(Dataset entries)
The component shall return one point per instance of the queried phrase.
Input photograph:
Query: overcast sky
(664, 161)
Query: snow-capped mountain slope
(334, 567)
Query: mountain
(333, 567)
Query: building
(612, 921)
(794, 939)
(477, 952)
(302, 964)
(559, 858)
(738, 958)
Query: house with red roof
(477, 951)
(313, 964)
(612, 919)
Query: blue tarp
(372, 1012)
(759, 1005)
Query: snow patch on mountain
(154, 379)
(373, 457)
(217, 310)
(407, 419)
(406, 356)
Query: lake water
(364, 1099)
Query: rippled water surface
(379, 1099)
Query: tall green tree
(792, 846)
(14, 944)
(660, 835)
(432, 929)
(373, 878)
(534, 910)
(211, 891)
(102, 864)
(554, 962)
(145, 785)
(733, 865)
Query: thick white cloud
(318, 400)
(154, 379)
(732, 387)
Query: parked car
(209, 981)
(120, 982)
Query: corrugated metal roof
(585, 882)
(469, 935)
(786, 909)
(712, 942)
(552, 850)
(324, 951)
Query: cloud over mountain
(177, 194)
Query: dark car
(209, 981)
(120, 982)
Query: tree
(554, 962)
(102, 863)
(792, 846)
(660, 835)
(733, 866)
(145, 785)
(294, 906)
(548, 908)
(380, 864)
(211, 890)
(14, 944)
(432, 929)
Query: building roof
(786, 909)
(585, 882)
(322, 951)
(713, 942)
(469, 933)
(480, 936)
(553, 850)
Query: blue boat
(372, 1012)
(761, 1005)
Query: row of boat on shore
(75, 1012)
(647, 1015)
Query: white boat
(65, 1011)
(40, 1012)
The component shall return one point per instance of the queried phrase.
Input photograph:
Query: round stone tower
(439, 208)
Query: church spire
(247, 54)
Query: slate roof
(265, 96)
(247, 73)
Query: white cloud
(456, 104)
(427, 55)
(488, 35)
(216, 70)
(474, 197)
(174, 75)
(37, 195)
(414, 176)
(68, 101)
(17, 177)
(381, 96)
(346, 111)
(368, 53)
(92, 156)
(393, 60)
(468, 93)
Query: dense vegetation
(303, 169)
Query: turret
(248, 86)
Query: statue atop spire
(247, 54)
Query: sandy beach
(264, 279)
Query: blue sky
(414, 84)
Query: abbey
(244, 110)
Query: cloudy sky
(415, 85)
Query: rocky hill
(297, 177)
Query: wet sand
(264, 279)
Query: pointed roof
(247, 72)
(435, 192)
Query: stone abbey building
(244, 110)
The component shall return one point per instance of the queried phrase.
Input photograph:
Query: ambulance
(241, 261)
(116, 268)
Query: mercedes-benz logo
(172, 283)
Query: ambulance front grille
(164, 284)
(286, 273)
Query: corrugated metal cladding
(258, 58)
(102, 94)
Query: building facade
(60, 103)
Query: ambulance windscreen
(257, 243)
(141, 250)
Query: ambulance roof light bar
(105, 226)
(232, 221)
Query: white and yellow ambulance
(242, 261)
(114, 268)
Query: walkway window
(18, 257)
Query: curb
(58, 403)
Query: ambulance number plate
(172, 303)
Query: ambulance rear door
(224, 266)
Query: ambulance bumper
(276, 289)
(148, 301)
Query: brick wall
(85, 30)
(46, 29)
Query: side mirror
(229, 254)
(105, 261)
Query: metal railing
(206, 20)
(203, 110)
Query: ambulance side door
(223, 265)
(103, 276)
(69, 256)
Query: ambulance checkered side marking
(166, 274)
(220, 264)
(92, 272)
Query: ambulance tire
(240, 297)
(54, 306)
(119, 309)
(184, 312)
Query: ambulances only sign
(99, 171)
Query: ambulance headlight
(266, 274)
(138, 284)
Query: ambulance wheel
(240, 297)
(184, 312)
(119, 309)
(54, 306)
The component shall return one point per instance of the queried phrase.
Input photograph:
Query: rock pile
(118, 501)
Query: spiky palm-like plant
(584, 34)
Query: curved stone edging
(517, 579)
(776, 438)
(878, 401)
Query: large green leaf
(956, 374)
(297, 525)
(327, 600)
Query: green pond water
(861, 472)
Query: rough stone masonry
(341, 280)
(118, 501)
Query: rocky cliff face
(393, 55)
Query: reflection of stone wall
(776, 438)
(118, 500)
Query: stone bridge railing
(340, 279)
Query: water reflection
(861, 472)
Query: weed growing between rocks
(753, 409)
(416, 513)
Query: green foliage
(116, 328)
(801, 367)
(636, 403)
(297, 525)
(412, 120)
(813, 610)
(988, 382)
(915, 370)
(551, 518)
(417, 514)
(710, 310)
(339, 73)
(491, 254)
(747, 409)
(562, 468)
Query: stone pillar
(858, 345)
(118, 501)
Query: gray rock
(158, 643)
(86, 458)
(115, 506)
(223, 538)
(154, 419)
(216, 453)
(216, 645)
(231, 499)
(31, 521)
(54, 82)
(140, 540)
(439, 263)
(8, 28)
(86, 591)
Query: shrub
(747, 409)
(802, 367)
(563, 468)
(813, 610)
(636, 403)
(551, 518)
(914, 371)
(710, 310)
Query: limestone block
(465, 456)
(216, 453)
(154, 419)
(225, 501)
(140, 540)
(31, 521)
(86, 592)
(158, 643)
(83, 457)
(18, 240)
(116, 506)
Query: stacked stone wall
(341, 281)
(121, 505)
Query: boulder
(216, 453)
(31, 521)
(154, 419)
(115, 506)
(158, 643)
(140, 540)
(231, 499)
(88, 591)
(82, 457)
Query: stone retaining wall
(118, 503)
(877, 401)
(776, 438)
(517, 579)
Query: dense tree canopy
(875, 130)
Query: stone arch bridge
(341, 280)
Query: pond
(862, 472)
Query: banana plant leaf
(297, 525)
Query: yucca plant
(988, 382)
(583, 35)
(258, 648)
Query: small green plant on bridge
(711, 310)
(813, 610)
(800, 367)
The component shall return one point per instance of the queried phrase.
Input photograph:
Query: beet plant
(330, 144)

§ Instruction: Reproduce the lines verbatim, starting at the line that contains "Query: stone retaining wall" and ending with the final line above.

§ Output below:
Query: stone retaining wall
(118, 503)
(877, 401)
(776, 438)
(517, 579)
Query: dense tree canopy
(875, 130)
Query: stone arch bridge
(341, 280)
Query: pond
(862, 472)
Query: banana plant leaf
(297, 525)
Query: yucca plant
(988, 382)
(583, 35)
(258, 648)
Query: small green plant on bridge
(711, 310)
(813, 610)
(800, 367)
The component shall return one point per instance of the queried phrase.
Input photograph:
Query: beet plant
(330, 144)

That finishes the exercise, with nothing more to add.